■ DESCRIPTION OF THE TASK
Please swap "innermost" for "central" in the rows starting at the line containing "The pointer SHOULD return, for each instance of the girl in" and ending at the line containing "[[249, 161], [287, 79], [182, 44], [429, 114], [37, 43]]", and write out only those lines with nothing else changed.

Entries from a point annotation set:
## Start
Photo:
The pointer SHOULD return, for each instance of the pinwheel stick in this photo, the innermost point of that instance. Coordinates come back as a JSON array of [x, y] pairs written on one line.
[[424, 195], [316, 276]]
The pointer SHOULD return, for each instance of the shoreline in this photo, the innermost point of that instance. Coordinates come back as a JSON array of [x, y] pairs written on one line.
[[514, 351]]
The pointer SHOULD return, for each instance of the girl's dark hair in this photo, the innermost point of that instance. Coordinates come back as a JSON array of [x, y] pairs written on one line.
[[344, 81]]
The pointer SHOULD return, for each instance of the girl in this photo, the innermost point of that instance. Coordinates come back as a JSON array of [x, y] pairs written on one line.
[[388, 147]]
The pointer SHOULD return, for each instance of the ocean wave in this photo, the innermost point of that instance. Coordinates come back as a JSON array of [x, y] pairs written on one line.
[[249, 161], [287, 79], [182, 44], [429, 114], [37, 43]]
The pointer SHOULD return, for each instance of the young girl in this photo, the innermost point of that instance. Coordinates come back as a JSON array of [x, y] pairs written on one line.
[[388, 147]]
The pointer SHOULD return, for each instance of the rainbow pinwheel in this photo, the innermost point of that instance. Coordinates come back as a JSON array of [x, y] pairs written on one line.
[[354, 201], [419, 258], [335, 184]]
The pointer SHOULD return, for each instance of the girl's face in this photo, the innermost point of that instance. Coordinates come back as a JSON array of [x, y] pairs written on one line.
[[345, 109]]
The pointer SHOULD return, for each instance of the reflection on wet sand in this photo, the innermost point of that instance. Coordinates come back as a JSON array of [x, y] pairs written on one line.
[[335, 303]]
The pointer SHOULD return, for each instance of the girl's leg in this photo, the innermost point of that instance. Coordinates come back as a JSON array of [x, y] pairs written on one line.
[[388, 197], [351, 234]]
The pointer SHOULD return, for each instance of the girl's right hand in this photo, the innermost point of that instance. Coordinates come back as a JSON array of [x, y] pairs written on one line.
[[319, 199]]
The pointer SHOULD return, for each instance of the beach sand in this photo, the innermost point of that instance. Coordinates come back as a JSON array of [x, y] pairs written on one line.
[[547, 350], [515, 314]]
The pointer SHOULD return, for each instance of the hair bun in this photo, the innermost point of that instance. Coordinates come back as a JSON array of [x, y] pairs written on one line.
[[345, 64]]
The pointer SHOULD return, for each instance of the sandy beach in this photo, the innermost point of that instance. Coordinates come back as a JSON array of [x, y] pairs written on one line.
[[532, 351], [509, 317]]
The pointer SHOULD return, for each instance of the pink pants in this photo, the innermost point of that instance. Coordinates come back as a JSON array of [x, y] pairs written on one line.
## End
■ REPLY
The pointer SHOULD return, for each instance of the girl in this photo, the central point of that instance. Coordinates come back as a JSON array of [x, y] pairs written on one line.
[[388, 147]]
The pointer SHOULD return, for each instance of the ocean wave in this photo, the central point of that instance. Coordinates come back as a JSON array of [x, y] pairs written on one line.
[[249, 161], [287, 79], [182, 44], [429, 114], [37, 43]]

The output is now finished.